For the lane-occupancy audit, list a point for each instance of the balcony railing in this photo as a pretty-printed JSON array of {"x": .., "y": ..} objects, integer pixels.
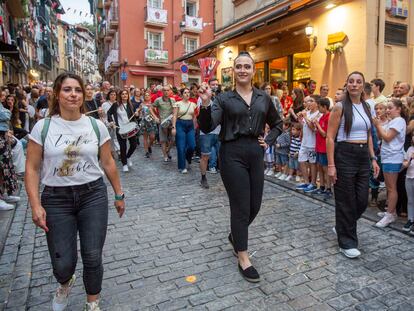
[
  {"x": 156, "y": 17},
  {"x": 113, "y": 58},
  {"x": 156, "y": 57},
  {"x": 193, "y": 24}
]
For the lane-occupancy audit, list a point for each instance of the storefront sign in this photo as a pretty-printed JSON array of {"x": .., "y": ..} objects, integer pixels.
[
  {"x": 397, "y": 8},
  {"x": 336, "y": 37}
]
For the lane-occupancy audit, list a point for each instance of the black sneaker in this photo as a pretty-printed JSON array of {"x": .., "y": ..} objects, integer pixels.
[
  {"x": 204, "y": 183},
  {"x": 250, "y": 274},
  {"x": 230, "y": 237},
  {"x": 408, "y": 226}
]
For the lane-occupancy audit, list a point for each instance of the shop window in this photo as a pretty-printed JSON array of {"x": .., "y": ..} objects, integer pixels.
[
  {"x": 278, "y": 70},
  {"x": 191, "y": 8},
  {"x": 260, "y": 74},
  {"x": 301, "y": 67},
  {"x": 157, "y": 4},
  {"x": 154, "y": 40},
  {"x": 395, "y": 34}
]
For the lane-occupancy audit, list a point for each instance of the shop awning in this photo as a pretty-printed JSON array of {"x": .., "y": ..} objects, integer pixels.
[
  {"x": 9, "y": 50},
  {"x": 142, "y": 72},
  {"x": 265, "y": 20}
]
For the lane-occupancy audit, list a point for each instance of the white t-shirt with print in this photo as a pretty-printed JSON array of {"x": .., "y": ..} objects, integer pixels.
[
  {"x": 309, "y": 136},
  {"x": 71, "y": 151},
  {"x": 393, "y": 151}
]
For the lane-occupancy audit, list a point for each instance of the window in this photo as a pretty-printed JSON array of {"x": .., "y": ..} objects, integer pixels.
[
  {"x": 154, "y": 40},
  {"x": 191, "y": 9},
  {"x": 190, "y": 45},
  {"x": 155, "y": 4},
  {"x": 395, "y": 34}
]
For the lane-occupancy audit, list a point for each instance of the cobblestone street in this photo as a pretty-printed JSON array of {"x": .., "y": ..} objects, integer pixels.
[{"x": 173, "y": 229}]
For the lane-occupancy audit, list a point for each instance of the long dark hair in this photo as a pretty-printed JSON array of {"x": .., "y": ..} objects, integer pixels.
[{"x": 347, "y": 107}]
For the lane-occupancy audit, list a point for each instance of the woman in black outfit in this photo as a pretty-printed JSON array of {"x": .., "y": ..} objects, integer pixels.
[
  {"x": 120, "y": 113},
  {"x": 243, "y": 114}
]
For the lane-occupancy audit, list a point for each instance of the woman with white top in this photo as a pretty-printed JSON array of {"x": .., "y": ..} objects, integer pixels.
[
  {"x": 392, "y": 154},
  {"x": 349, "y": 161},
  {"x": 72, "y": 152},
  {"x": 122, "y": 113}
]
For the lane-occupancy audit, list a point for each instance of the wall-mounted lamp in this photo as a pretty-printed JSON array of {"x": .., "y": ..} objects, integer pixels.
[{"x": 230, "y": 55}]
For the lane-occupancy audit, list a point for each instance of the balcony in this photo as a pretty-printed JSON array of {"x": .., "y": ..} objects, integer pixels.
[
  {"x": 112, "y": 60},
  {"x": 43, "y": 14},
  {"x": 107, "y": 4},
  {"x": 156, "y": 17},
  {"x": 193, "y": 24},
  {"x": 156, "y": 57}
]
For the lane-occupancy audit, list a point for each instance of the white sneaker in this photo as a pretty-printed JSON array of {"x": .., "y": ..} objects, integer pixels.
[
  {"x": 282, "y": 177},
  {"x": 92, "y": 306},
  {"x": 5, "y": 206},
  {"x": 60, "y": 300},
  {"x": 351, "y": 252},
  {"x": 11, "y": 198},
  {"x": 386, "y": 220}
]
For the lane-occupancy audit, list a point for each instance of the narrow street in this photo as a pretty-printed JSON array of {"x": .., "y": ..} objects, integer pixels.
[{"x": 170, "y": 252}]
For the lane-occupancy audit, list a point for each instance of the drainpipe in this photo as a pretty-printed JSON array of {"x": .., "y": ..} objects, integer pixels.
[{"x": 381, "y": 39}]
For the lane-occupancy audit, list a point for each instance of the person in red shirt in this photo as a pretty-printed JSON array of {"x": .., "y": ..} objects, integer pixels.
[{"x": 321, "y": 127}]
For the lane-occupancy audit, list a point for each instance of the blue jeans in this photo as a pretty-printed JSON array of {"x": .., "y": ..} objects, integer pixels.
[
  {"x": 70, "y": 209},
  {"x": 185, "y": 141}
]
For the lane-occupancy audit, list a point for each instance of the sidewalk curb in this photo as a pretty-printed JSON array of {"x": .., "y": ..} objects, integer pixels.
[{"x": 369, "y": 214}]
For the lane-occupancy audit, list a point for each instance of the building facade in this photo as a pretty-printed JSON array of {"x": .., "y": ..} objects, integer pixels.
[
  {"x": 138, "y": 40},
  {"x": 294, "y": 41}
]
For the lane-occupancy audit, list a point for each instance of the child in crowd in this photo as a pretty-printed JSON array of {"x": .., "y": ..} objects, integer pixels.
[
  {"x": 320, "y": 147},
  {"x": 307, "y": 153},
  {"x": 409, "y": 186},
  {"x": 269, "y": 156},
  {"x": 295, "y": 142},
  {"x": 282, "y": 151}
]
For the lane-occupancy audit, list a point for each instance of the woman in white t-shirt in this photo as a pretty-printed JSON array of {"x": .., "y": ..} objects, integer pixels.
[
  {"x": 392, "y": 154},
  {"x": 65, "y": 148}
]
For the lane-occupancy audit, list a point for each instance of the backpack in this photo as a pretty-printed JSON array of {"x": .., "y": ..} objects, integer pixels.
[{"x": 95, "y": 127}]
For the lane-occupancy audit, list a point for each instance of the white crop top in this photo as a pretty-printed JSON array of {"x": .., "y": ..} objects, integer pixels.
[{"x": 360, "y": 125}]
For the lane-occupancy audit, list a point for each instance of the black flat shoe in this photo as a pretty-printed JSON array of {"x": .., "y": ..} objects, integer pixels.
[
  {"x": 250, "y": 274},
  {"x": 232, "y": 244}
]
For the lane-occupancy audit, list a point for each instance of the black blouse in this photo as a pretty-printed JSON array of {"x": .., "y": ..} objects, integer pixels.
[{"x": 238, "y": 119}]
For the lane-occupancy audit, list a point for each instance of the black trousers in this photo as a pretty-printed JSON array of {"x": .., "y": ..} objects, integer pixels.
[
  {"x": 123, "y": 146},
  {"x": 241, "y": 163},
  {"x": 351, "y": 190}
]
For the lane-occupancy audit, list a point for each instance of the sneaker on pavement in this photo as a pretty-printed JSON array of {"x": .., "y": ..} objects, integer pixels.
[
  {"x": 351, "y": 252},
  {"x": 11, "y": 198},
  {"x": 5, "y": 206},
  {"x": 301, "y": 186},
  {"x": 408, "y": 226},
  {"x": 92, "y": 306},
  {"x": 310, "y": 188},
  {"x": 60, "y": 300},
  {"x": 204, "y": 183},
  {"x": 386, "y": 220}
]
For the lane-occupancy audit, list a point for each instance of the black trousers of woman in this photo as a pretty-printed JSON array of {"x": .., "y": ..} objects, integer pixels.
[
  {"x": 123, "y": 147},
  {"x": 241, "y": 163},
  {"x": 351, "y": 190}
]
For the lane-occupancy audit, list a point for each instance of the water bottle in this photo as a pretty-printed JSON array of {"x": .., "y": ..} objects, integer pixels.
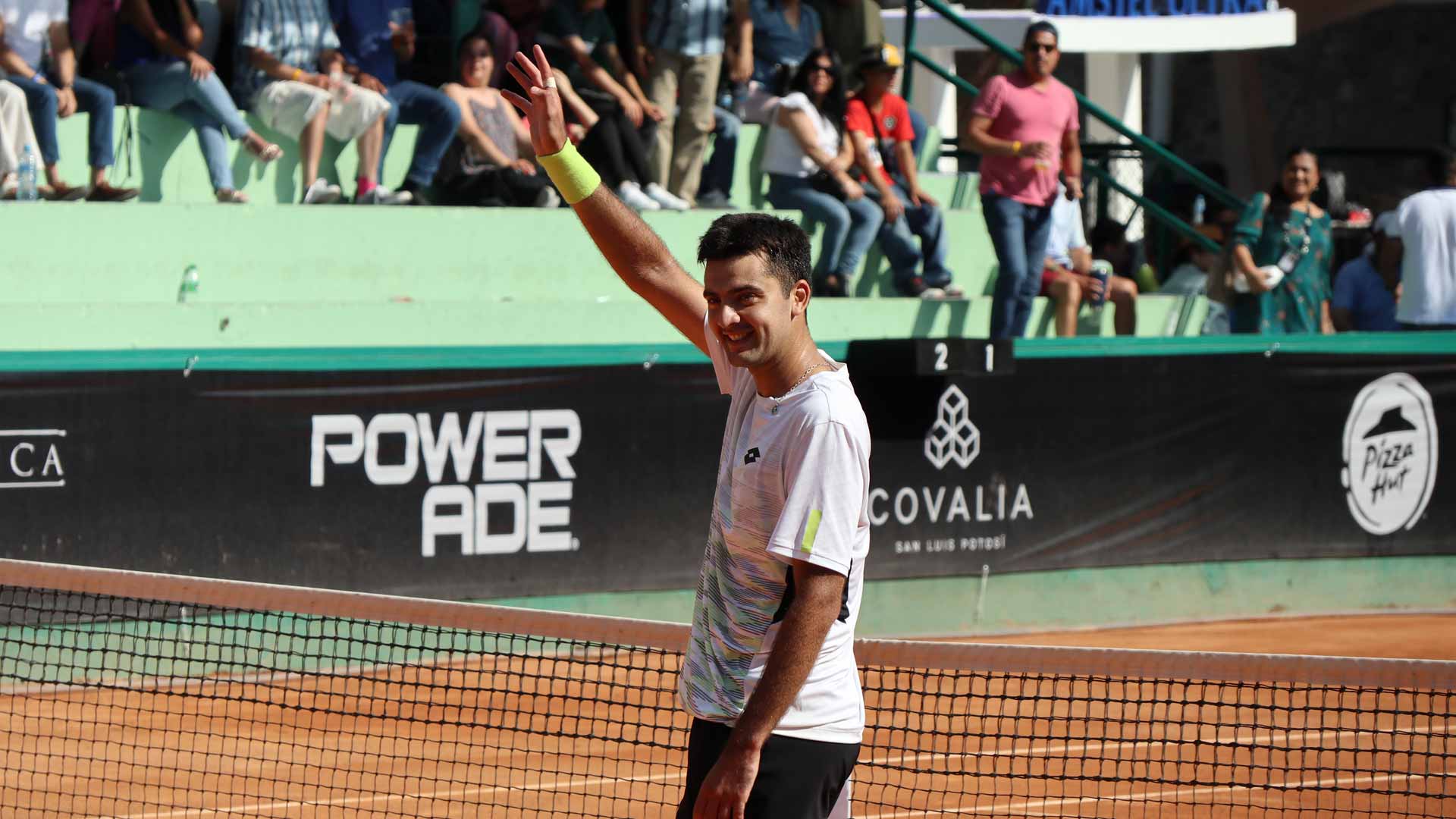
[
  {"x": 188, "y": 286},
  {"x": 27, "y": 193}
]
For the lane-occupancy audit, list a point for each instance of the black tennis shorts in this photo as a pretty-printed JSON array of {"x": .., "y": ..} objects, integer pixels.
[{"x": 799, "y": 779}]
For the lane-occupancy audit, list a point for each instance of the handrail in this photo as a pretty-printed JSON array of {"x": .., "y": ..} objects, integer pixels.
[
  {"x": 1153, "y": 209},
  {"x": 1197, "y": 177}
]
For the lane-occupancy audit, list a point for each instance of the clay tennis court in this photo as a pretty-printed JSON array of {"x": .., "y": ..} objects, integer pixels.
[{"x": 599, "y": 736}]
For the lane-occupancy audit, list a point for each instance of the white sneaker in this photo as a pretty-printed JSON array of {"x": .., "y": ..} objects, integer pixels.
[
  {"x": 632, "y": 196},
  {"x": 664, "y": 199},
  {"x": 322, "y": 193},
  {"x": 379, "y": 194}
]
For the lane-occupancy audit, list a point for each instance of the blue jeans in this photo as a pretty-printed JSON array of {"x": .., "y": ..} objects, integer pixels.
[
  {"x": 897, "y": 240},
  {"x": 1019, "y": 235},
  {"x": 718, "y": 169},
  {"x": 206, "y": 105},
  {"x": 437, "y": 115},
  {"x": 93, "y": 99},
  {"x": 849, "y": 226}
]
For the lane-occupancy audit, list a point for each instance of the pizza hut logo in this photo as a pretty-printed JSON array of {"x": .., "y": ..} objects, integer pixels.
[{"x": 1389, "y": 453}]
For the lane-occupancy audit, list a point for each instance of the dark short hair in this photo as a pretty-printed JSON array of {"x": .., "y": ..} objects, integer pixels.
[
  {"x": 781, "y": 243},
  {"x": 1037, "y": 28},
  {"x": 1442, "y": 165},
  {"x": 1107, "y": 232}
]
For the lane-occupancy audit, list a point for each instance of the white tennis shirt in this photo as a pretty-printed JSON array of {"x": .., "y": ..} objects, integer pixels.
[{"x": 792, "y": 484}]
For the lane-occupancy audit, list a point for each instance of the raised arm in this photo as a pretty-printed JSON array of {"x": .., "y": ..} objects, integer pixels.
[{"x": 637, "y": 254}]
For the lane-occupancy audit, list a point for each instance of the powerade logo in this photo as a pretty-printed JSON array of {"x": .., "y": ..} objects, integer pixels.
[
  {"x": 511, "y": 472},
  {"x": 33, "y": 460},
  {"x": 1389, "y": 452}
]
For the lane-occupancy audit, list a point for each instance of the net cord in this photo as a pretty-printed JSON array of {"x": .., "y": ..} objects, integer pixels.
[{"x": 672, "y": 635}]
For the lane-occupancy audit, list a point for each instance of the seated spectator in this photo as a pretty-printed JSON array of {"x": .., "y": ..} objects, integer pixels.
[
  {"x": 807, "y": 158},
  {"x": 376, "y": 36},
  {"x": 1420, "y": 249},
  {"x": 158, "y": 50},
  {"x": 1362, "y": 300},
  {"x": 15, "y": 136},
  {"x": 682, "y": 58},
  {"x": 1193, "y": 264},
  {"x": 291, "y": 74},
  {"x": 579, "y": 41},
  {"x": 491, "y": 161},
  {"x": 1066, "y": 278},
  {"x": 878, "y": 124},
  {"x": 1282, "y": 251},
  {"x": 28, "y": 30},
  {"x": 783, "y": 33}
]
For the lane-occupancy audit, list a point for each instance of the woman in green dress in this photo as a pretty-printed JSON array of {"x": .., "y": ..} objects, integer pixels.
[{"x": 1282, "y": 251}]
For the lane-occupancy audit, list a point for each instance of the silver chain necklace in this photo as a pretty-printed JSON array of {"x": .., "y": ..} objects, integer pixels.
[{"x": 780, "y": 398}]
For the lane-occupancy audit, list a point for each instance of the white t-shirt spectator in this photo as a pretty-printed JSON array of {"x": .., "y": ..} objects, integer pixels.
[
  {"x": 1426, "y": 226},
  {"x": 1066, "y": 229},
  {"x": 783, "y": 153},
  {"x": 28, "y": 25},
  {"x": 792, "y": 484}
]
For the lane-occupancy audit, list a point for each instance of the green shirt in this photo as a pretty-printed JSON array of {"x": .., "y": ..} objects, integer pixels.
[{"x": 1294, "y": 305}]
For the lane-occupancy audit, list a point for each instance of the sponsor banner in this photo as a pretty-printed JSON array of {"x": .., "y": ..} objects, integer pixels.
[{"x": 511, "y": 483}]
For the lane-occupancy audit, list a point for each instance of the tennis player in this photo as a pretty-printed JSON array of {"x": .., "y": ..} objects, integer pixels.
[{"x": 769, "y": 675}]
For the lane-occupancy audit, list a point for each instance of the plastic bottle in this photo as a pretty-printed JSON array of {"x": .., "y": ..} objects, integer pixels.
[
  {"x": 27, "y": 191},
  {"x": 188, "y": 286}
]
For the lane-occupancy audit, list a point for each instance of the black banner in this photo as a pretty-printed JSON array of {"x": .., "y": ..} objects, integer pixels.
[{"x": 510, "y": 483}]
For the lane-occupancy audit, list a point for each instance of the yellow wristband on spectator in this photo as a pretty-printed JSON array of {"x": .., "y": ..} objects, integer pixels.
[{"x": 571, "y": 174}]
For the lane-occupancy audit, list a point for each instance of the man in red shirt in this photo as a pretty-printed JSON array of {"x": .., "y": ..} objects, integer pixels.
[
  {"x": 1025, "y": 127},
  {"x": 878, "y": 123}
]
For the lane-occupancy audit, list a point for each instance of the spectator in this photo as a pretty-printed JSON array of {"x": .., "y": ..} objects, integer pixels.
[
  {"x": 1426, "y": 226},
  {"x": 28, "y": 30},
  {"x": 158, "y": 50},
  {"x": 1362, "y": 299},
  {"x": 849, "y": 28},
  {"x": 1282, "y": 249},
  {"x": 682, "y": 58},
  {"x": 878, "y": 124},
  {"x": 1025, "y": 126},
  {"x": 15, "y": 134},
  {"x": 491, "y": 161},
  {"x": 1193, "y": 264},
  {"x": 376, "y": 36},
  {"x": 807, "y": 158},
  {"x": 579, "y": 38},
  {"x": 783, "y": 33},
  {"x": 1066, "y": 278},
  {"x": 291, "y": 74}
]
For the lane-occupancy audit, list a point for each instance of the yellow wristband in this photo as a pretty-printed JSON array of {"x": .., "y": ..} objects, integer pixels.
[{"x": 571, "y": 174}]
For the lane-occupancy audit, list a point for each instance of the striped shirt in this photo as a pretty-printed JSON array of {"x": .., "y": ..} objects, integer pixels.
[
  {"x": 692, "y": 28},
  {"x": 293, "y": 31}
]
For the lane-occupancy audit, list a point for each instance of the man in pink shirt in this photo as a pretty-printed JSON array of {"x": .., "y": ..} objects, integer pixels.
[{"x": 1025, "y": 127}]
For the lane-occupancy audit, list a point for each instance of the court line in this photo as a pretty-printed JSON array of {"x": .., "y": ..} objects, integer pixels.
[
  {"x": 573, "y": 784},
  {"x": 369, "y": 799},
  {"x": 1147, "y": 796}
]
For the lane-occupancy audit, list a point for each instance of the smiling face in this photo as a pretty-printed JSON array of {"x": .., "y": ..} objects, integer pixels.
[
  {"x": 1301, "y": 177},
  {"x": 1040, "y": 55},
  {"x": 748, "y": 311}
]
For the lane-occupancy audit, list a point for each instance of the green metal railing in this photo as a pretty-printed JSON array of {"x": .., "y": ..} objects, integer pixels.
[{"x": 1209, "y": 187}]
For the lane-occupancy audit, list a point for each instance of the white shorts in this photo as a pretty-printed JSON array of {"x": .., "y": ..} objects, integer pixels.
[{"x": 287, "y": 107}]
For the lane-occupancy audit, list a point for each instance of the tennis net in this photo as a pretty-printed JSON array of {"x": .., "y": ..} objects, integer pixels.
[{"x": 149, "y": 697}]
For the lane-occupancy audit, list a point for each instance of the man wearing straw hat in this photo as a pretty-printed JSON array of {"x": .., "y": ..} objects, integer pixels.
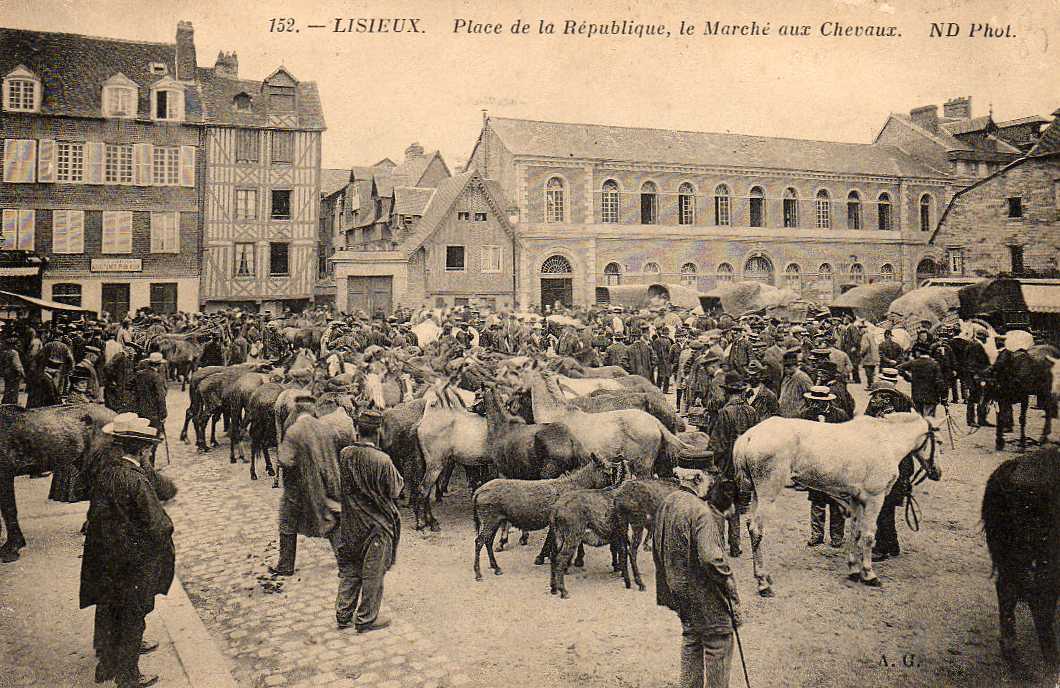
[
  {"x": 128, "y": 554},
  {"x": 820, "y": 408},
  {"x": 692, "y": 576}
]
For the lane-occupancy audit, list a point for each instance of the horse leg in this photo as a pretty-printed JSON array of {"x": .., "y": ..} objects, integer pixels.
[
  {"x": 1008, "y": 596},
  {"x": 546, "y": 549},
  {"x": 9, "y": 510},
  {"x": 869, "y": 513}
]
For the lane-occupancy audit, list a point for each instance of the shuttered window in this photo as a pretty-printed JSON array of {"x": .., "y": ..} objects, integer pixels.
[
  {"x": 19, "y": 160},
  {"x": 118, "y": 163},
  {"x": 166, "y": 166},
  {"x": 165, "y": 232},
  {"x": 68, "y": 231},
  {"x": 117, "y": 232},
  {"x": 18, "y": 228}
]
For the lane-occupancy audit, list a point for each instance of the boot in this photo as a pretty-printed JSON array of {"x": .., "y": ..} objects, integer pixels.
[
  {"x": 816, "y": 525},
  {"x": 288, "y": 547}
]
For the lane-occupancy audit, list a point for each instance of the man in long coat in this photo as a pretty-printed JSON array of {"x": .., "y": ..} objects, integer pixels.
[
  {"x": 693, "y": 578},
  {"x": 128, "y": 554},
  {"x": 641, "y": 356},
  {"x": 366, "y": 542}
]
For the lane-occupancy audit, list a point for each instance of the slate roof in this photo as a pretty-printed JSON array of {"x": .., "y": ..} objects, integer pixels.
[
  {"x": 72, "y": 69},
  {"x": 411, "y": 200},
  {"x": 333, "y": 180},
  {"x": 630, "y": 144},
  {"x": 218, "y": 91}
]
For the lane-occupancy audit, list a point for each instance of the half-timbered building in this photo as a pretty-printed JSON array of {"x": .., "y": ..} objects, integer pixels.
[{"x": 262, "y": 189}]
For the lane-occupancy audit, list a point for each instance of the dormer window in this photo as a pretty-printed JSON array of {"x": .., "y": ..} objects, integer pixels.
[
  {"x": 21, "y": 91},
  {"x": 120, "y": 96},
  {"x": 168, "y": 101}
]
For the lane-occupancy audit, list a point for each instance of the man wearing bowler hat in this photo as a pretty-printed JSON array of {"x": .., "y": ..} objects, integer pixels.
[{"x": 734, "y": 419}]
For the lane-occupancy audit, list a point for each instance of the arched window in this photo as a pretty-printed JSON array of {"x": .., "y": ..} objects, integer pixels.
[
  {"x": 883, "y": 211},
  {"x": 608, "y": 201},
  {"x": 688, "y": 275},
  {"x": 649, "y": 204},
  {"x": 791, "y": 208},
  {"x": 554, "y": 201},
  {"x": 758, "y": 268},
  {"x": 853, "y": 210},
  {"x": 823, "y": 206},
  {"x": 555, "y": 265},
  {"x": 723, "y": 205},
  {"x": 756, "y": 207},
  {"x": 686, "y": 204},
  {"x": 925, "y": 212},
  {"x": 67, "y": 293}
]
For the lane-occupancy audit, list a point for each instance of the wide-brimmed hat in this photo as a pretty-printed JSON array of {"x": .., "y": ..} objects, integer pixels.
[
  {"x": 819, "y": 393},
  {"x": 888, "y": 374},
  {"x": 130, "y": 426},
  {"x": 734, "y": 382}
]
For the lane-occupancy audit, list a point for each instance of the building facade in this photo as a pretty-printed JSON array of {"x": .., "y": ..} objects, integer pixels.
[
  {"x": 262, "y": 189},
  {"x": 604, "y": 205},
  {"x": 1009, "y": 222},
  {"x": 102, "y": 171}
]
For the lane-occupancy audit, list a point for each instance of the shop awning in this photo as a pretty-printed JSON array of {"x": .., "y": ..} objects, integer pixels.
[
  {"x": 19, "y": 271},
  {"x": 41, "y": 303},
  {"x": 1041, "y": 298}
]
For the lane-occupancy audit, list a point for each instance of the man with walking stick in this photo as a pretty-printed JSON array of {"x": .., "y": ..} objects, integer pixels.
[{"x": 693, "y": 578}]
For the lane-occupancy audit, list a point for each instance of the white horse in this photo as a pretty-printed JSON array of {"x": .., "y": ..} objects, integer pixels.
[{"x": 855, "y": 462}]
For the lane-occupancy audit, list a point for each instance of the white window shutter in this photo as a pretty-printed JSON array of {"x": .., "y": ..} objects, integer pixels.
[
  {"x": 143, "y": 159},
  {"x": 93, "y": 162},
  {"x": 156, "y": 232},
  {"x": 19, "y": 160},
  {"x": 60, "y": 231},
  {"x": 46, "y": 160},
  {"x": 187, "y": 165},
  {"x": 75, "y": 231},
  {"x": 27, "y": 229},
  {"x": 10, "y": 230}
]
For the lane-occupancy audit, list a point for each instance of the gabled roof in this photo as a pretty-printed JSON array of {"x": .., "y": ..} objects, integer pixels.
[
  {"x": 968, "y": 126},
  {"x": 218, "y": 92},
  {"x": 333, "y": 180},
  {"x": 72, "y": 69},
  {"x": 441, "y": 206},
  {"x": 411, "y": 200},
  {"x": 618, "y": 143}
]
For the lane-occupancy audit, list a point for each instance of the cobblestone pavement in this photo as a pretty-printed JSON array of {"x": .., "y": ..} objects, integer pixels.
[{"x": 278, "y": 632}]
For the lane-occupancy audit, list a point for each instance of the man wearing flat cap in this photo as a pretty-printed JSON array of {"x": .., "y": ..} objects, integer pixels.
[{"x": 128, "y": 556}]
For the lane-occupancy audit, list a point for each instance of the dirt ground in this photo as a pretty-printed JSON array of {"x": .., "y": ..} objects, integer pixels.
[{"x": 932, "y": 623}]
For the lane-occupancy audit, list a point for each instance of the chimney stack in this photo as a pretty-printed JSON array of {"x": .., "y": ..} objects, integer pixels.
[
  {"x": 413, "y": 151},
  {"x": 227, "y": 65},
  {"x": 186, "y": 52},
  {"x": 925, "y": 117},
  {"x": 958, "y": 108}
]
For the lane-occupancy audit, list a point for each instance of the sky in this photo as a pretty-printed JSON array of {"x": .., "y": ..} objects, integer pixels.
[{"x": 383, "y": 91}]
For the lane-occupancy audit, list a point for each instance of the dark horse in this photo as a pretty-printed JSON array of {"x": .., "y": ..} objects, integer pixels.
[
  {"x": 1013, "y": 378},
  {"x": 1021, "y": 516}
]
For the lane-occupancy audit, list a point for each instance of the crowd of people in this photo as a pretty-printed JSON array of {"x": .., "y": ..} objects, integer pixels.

********

Nothing before the line holding "sky in this" belongs in the answer. Repeat that line and the rest of the listing exactly.

For the lane-occupancy audit, list a point for each instance of the sky in this photo as a pretty-printed JSON array of {"x": .., "y": ..} objects, integer pixels.
[{"x": 383, "y": 91}]
For the lane-occupancy audit, list a point for each instance of the dark horse in this photo as a pretty-printed JSON array of {"x": .., "y": ..} objects, integer pixels.
[
  {"x": 1013, "y": 378},
  {"x": 1021, "y": 516}
]
For the lane-occupancy audit, list a point for each instance of the crowd of people in this photo as a pretty-printed JSON array of {"x": .., "y": ..} objects, integer pixels.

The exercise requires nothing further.